[Labeled-object pointing entries]
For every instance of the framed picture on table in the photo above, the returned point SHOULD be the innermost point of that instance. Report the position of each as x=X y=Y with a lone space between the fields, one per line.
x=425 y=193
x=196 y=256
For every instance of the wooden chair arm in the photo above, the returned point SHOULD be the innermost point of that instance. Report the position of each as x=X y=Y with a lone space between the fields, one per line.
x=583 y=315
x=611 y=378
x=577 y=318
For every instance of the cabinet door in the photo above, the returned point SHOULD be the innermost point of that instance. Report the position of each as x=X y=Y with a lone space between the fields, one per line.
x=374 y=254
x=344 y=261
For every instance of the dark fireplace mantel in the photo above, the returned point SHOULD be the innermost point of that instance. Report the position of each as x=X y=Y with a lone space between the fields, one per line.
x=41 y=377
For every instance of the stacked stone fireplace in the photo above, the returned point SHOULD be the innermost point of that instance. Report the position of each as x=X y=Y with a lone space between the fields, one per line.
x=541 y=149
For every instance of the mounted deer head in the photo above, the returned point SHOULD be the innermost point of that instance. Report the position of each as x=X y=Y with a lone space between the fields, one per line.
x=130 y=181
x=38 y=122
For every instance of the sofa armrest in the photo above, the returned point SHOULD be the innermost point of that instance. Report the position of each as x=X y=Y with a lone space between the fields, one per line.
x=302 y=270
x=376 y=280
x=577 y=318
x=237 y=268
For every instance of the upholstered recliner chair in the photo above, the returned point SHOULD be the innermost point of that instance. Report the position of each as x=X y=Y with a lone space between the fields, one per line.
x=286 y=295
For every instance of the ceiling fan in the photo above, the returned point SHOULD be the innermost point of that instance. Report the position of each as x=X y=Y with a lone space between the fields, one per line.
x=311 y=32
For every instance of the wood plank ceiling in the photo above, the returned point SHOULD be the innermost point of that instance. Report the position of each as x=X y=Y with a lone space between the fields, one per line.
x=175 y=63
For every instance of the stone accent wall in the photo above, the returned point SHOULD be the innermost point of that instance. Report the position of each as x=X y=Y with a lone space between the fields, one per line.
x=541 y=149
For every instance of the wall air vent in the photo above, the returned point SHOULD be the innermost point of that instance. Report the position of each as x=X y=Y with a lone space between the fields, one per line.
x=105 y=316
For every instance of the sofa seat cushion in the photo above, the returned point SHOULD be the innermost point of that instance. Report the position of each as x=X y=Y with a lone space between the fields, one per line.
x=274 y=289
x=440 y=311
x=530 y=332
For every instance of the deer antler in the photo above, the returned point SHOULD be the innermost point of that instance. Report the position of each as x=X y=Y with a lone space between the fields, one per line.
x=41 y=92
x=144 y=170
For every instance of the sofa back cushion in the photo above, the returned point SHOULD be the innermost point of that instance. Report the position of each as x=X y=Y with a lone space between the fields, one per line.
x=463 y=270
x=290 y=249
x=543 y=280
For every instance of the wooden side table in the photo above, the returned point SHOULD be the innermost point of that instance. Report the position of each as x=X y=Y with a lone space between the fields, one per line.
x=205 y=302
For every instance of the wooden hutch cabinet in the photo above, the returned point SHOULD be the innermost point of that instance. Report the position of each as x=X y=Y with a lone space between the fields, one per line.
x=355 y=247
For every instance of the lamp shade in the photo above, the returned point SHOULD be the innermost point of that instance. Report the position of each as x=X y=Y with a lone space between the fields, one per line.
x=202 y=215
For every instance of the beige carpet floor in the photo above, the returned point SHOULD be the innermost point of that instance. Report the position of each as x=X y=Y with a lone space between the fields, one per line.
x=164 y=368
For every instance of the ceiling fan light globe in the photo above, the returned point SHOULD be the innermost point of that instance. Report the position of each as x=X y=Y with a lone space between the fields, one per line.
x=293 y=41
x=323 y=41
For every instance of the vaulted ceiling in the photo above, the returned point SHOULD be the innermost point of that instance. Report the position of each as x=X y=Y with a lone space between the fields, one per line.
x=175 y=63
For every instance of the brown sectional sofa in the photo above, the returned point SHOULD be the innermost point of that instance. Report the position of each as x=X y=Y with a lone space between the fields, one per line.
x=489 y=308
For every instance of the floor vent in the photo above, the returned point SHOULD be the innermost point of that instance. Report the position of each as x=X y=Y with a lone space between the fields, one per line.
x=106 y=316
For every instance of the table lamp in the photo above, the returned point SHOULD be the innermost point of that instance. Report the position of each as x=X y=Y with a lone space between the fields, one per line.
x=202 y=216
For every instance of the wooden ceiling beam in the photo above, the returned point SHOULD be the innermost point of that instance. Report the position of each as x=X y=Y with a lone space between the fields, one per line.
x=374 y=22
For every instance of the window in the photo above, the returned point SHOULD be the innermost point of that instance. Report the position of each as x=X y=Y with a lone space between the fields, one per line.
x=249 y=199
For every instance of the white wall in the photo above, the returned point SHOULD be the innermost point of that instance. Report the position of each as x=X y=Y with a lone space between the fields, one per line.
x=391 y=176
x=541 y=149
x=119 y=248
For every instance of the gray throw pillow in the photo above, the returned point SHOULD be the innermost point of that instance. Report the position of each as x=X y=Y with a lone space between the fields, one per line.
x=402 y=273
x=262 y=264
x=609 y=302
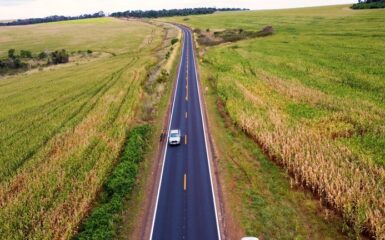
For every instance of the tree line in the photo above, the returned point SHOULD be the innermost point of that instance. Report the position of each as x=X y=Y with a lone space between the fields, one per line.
x=369 y=4
x=54 y=18
x=172 y=12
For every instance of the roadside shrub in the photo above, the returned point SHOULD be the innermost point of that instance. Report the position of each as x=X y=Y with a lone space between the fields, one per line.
x=174 y=40
x=163 y=76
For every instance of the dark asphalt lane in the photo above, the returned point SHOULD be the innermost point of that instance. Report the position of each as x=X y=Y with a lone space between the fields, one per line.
x=185 y=207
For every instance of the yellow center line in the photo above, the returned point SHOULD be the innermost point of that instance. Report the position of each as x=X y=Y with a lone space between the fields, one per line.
x=185 y=182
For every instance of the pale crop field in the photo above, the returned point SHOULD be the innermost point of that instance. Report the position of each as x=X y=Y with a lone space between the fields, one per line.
x=313 y=97
x=62 y=129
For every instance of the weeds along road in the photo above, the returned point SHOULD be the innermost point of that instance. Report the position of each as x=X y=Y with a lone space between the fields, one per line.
x=185 y=206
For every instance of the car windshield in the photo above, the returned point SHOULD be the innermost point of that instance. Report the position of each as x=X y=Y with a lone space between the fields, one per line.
x=174 y=135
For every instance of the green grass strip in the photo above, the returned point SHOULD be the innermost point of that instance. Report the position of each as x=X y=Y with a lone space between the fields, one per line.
x=104 y=218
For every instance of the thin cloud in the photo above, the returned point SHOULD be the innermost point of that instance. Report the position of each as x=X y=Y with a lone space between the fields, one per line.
x=15 y=9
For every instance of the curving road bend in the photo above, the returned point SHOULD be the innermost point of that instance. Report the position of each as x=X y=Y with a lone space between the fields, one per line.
x=185 y=206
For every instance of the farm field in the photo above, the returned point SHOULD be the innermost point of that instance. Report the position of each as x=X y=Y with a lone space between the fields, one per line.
x=62 y=129
x=312 y=96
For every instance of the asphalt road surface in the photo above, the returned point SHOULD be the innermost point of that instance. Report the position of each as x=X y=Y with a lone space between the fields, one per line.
x=185 y=207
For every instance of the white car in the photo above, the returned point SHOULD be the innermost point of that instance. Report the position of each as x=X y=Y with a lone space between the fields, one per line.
x=174 y=137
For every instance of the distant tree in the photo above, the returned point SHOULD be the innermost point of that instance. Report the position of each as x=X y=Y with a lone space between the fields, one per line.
x=174 y=40
x=171 y=12
x=58 y=57
x=25 y=54
x=42 y=55
x=54 y=18
x=11 y=53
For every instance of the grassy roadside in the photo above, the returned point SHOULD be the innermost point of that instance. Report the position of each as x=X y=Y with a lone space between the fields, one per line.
x=259 y=195
x=116 y=213
x=135 y=204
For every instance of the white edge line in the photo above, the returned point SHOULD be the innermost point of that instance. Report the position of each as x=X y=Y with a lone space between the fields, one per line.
x=204 y=131
x=165 y=150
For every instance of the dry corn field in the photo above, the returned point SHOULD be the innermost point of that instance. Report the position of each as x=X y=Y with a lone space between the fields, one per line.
x=62 y=129
x=313 y=97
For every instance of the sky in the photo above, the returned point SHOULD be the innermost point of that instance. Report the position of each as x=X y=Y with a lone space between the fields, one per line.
x=15 y=9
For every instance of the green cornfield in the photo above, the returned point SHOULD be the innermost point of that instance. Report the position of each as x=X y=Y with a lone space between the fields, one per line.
x=62 y=128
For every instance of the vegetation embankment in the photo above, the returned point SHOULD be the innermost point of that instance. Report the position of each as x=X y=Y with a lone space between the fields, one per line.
x=106 y=216
x=50 y=19
x=63 y=130
x=208 y=38
x=369 y=4
x=312 y=97
x=172 y=12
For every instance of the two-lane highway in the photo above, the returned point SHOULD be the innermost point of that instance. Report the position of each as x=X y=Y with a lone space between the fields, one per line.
x=185 y=206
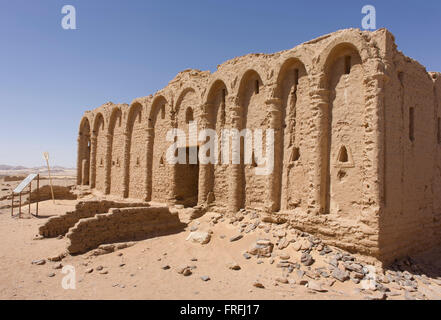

(OBJECTIVE):
Reproduce word for word the lines of the entries starting at the line containing "For every instance of the white edge" and ending at the line containing "x=165 y=150", with both of those lines included.

(SOLUTION TO THIS EXERCISE):
For every instance of the white edge line in the photo above, the returned point SHOULD be the innermost point of that instance. Report the position of each as x=X y=Y with a lone space between the fields, one per line.
x=204 y=131
x=165 y=150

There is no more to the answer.